Saved entries
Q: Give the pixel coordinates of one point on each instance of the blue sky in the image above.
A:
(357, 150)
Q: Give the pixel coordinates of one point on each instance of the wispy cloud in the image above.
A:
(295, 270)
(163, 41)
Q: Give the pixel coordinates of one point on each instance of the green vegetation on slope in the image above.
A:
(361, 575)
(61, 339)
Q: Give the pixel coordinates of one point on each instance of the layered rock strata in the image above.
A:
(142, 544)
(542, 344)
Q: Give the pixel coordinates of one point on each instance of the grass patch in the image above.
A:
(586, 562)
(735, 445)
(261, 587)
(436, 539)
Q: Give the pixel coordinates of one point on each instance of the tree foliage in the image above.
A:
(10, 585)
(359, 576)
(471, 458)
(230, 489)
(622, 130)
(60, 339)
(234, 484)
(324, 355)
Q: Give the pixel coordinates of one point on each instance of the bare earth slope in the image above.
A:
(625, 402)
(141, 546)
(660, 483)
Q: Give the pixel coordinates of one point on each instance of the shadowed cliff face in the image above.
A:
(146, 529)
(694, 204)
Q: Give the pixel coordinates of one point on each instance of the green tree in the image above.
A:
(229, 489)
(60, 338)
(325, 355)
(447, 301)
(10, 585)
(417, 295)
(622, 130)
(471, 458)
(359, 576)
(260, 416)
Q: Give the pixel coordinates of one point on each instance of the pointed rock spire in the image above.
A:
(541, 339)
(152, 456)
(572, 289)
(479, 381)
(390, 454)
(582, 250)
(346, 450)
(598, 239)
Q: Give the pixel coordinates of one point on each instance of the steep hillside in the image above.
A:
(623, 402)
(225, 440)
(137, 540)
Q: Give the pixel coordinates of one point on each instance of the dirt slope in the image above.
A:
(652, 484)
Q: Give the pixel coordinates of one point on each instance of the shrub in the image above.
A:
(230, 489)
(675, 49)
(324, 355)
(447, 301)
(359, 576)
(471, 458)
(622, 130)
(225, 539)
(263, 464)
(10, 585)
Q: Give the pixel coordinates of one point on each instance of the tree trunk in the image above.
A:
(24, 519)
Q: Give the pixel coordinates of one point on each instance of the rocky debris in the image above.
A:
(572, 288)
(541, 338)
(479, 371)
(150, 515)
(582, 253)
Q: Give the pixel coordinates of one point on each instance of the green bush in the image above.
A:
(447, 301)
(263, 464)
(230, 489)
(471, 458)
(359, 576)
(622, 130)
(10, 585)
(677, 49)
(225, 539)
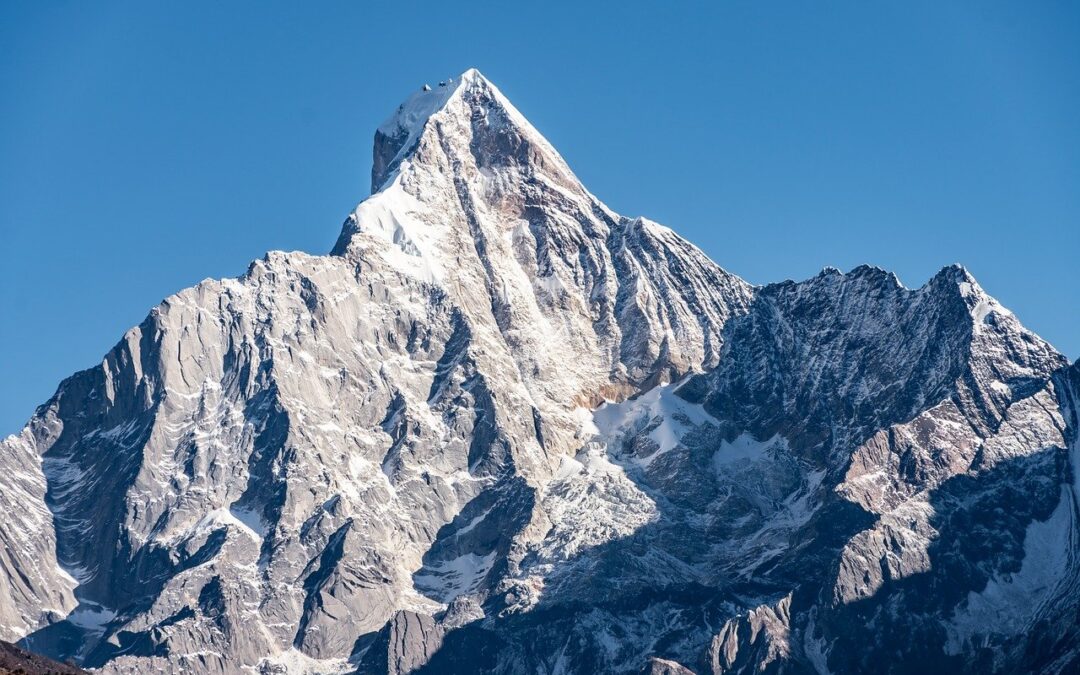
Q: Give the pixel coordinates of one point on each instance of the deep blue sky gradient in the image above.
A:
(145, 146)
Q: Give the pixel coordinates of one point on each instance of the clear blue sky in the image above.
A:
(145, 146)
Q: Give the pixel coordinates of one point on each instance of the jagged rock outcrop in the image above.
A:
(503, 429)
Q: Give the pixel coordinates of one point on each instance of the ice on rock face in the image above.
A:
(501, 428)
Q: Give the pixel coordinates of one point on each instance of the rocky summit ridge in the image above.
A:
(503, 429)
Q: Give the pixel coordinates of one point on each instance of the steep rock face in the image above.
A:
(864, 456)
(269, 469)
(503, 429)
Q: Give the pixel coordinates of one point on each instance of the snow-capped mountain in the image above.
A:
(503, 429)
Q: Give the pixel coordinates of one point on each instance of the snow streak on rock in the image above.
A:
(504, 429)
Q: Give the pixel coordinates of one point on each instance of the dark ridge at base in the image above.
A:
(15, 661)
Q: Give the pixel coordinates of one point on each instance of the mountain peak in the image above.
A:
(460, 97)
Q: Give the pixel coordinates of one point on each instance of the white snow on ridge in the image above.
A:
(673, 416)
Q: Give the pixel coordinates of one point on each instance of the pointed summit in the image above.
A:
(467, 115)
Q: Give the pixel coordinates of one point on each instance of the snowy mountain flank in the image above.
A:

==

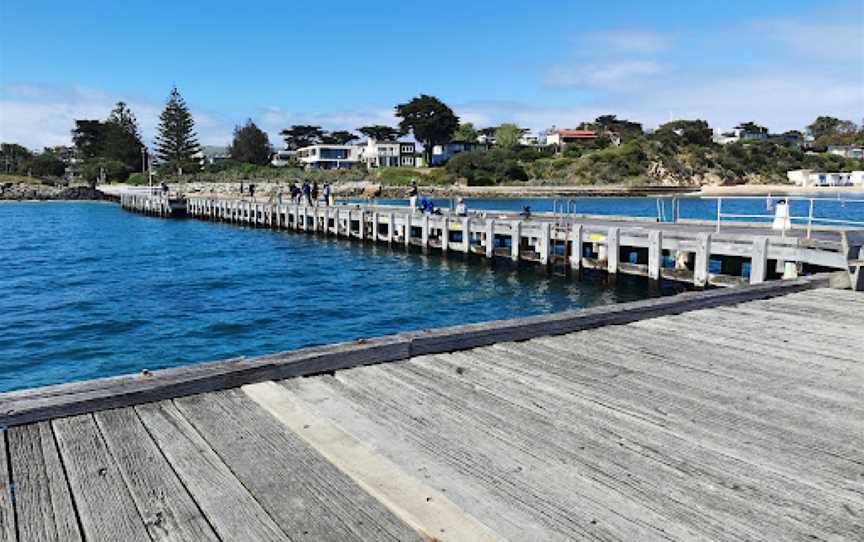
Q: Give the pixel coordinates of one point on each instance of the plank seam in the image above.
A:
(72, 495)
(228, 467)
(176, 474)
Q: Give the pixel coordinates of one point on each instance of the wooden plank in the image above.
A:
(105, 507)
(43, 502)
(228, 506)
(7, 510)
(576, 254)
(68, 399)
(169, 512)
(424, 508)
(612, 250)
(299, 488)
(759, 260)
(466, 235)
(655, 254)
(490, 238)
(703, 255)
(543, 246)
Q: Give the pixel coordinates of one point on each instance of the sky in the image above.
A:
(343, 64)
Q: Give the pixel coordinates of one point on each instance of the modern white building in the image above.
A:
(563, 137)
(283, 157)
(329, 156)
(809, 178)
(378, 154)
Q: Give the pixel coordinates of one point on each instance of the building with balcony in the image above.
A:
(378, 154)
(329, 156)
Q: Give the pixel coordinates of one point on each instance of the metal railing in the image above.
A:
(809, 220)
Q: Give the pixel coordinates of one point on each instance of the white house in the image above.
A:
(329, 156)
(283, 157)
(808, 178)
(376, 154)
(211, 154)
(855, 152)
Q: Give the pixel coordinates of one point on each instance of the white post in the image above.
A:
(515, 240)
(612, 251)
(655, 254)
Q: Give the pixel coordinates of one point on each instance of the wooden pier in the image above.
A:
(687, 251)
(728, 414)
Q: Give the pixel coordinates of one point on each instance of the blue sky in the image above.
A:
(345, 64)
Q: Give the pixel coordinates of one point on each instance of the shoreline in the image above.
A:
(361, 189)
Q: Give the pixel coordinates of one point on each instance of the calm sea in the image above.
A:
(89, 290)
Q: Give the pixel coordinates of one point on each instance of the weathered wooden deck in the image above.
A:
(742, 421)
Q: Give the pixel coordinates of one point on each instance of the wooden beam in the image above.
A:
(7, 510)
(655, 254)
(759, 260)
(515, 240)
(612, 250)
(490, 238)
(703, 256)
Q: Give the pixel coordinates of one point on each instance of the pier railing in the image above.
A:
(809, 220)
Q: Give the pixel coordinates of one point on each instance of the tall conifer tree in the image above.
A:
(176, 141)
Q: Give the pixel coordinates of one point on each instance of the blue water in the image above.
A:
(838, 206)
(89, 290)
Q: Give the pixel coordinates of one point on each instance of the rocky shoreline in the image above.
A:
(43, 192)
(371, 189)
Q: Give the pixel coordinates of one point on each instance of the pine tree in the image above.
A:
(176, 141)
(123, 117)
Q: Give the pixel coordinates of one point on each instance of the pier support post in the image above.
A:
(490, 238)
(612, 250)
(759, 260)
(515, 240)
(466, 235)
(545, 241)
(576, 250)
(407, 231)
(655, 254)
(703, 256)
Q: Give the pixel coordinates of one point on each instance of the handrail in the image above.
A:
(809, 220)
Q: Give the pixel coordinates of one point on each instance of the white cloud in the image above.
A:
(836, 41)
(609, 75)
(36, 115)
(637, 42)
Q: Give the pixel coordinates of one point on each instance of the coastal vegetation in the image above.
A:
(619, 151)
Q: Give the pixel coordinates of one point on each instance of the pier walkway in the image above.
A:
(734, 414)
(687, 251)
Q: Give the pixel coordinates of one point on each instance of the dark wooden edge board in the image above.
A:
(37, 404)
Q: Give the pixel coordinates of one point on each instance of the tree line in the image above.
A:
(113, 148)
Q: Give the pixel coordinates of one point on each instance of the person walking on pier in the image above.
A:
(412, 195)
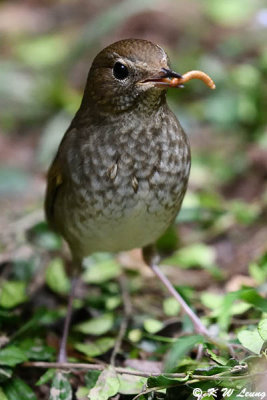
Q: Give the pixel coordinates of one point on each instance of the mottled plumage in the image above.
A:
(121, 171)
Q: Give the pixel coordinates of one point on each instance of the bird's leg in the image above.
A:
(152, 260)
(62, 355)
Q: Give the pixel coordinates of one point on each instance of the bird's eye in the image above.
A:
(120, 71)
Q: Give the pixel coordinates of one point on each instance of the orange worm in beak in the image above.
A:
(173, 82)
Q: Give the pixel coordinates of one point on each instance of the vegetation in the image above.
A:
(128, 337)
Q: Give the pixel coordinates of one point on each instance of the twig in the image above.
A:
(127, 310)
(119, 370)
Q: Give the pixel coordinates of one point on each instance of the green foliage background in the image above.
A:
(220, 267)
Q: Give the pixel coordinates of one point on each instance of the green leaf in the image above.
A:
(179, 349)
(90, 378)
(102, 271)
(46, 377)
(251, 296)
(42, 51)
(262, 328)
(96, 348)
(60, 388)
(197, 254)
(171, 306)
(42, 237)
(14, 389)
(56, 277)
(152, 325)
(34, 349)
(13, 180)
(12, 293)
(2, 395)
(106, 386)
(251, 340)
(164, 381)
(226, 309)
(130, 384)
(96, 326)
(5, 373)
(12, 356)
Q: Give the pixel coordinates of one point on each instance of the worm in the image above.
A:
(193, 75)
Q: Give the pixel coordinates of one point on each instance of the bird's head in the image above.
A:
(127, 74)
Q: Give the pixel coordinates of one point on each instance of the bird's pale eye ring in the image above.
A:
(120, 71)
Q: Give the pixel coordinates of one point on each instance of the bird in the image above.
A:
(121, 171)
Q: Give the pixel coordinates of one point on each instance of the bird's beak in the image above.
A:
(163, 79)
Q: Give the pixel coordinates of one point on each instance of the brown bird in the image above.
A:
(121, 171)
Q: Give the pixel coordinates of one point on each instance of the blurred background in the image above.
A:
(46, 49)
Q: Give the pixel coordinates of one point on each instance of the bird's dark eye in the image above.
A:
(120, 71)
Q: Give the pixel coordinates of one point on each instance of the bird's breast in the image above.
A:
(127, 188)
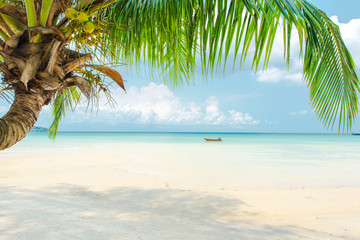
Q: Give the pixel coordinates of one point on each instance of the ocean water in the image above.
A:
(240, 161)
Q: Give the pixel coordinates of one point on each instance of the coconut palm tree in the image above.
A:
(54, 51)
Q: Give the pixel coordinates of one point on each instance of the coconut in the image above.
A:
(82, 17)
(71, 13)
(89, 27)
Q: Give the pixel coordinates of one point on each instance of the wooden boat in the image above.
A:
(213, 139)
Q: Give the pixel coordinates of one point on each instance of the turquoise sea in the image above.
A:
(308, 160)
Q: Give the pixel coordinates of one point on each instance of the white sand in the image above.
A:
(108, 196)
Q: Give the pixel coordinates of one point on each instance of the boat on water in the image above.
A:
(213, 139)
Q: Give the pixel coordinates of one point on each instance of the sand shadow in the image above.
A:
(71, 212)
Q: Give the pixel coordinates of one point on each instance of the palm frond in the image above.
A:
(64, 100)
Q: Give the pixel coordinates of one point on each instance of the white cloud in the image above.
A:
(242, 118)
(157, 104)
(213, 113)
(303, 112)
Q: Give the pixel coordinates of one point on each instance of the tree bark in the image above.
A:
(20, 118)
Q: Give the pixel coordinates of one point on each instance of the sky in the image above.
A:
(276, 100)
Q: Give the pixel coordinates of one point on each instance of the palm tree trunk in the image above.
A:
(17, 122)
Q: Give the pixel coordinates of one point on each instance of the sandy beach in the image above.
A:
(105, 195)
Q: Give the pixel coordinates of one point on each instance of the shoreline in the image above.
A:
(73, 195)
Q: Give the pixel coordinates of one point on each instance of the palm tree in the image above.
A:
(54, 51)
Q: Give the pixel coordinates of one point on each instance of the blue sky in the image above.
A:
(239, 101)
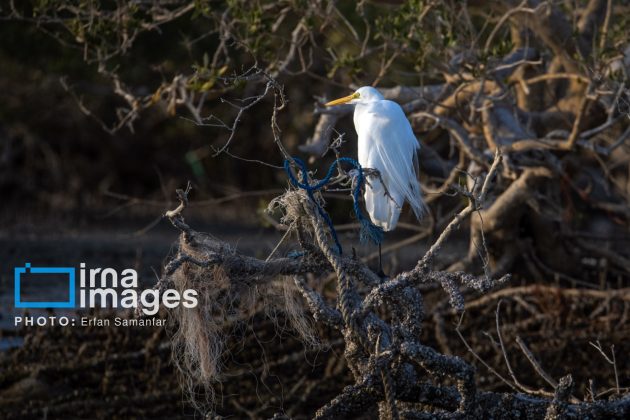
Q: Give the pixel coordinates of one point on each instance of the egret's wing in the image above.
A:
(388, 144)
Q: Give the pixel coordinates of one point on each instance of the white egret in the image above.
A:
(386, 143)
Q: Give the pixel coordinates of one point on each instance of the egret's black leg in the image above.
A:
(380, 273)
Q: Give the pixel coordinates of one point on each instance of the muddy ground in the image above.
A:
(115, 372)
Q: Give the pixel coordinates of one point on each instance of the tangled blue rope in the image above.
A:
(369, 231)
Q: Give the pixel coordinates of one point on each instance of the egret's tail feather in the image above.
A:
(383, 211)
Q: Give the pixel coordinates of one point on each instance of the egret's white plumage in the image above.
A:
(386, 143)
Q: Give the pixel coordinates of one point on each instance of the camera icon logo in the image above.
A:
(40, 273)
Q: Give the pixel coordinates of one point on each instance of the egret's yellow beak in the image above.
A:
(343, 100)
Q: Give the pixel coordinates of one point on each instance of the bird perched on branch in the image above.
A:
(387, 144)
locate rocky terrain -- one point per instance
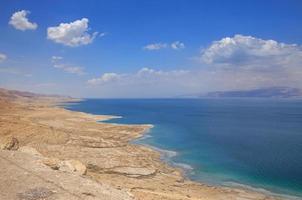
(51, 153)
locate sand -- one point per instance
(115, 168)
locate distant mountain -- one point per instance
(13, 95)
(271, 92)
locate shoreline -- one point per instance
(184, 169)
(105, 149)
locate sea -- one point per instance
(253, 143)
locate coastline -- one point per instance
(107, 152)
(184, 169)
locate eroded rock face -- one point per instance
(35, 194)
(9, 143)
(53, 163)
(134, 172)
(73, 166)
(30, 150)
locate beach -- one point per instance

---

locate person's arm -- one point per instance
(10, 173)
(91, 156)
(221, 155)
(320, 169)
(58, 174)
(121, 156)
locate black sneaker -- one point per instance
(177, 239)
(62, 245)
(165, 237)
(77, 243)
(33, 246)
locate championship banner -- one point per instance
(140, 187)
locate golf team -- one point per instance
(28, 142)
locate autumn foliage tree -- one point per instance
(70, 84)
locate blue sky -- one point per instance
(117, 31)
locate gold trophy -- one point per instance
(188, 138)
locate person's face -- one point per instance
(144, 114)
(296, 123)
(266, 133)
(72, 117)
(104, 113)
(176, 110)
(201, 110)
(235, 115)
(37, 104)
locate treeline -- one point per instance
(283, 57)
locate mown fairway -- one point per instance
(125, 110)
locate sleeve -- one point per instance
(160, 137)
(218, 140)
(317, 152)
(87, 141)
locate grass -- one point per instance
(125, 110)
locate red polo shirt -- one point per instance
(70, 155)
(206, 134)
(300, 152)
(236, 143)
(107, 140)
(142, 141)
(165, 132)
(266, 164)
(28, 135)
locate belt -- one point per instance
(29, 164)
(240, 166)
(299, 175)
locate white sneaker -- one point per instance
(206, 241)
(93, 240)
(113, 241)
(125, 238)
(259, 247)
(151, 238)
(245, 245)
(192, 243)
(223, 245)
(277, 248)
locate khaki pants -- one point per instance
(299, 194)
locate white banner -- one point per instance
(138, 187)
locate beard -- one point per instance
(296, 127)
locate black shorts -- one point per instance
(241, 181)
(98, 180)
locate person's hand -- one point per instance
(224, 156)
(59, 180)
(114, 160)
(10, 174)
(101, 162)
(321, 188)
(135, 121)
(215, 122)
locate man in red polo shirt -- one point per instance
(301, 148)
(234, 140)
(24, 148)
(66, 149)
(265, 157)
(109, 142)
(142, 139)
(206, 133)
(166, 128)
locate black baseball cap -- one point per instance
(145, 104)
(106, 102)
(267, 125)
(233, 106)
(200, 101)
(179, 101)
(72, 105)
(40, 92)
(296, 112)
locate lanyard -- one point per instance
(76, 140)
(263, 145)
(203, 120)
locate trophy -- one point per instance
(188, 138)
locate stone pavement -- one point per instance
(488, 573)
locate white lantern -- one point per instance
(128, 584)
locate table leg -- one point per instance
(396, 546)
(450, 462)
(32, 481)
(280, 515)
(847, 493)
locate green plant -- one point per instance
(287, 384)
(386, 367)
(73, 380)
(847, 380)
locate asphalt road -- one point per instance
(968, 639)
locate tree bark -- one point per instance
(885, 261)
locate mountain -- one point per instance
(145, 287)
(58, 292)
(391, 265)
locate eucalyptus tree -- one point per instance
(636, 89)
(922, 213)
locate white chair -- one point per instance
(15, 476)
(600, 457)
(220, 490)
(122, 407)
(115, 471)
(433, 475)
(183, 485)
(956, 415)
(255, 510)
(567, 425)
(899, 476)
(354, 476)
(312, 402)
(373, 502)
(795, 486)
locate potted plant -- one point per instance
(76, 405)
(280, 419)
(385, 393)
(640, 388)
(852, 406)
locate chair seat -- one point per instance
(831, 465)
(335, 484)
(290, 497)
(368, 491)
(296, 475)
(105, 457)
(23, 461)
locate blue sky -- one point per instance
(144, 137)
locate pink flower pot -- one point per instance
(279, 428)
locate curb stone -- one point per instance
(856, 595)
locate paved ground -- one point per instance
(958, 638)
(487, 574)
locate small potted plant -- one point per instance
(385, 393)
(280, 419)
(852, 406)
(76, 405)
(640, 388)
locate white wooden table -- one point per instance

TASK DETAILS: In the data above, find the line with "shadow in the image above." and the line with "branch in the image above.". Please copy exactly those two lines and every line between them, but not the pictures.

SOLUTION:
Q: Give the pixel coordinates of one point on each instance of the sand shadow in the image above.
A:
(71, 212)
Q: Give the pixel coordinates of one point on each instance of the palm frond in the image above.
A:
(64, 100)
Q: Give the pixel coordinates of one point on each instance of the white cloud in the image above.
A:
(242, 118)
(157, 104)
(213, 113)
(303, 112)
Q: Give the pixel coordinates of one point on each instance of the tree bark in the image above.
A:
(20, 118)
Q: Give the pixel coordinates of one point on each instance of the sky in the image above.
A:
(276, 100)
Q: Give the pixel coordinates of one point on each instance of the palm tree trunk in the image above.
A:
(17, 122)
Q: Give the pixel coordinates of one point on each instance of the sandy beach in the image above.
A:
(105, 195)
Q: Give the pixel coordinates of one point on each instance of the shoreline in the image above.
A:
(73, 195)
Q: Give the pixel coordinates of one point on each instance of the palm tree in the image above.
A:
(54, 51)
Q: Give the pixel coordinates of one point on each instance of the blue sky in the image above.
A:
(239, 101)
Q: Give the pixel coordinates of one point on each instance of the egret's wing in the image above.
A:
(388, 144)
Q: Give the pixel coordinates of one point on each instance of the white egret in the image above.
A:
(386, 143)
Q: Give the pixel coordinates of one point on each instance of the egret's black leg in the image above.
A:
(380, 273)
Q: Give the pixel coordinates of one point on each instance of the muddy ground in the image above.
A:
(115, 372)
Q: Give the pixel coordinates of one point on each instance of the tangled blue rope in the image above.
A:
(369, 231)
Q: Give the pixel coordinates of one point on each instance of the egret's tail feather in the image above.
A:
(383, 211)
Q: Give the pixel coordinates of one point on each instance of the egret's white plumage in the image above.
A:
(386, 143)
Q: Give the pixel coordinates of one point on each instance of the camera icon logo in the image above.
A:
(40, 273)
Q: Give the pixel coordinates of one point on each instance of the egret's yellow beak in the image above.
A:
(343, 100)
Q: Give the pixel coordinates of one point on each instance of the bird perched on branch in the image above.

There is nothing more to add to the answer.